**Given information**
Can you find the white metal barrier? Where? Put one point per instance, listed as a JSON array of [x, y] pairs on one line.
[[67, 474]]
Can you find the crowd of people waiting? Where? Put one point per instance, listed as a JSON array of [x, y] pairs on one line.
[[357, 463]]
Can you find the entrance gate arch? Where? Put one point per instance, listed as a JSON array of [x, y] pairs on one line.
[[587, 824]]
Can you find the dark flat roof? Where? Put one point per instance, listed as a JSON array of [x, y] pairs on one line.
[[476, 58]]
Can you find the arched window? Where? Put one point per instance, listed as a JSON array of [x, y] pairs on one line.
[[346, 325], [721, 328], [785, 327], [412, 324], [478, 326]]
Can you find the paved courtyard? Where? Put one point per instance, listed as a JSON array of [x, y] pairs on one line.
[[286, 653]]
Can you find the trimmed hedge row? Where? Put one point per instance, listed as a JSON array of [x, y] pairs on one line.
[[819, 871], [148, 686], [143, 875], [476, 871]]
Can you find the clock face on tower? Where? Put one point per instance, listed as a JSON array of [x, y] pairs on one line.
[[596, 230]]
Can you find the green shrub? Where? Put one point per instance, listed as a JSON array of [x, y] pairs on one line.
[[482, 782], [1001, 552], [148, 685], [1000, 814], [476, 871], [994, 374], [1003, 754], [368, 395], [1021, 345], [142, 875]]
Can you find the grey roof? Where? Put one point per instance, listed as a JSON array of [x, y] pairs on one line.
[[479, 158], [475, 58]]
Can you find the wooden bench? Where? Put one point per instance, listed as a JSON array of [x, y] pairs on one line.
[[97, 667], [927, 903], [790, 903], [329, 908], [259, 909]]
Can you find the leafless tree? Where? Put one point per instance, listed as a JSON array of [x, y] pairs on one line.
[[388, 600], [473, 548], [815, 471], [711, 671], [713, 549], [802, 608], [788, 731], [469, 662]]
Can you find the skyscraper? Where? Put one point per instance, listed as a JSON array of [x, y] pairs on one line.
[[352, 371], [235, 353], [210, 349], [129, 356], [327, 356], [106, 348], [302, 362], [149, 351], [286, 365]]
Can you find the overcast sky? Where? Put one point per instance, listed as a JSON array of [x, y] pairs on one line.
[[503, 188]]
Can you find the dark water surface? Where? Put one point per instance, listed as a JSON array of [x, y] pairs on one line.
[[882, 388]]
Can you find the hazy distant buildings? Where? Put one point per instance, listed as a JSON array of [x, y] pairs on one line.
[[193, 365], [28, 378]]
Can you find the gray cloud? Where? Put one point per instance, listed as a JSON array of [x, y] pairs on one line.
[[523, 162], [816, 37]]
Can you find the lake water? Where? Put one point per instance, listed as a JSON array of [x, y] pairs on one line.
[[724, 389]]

**What you will do**
Please copy the material above word for word, starting at the line that contains "Can you find the lake" and ending at the last line of the material.

**Solved problem**
Can you find the lake water? Where? Put one point per instance, listed as a JSON array of [x, y] pairs on one line.
[[724, 389]]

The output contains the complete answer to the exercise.